Action item: Could you return all of the entries below exactly, minus the pictures?

(Data records)
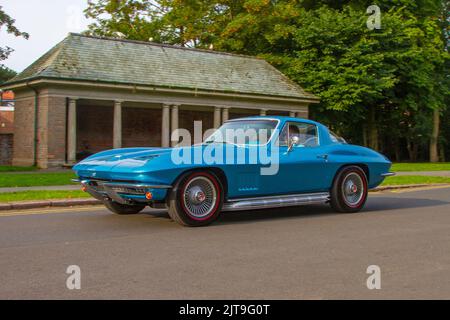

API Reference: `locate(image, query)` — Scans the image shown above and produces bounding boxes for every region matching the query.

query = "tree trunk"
[407,139,418,162]
[367,106,379,150]
[362,126,368,147]
[429,109,440,162]
[395,141,401,162]
[439,142,446,162]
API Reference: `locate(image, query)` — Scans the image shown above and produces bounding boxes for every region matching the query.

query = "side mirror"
[288,136,299,152]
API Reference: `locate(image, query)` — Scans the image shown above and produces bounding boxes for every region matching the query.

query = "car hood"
[73,143,264,181]
[73,147,174,179]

Result for this exercise:
API Reference: `locate(image, query)` — Scans the image shown above and produces bounding boxes for every region matching the query.

query = "tree trunk"
[407,139,418,162]
[367,106,379,150]
[362,126,368,147]
[429,109,440,162]
[395,141,401,162]
[439,142,446,162]
API Reference: `locate(image, query)` — Scans the image shown above and produces bounding boxes for every region matching the query.

query = "side mirror"
[288,136,299,152]
API Reference: `locate(image, query)` — Scans the image shown above and produces bounding boxes for every region matching the query.

query = "car hood"
[73,143,264,181]
[73,147,174,179]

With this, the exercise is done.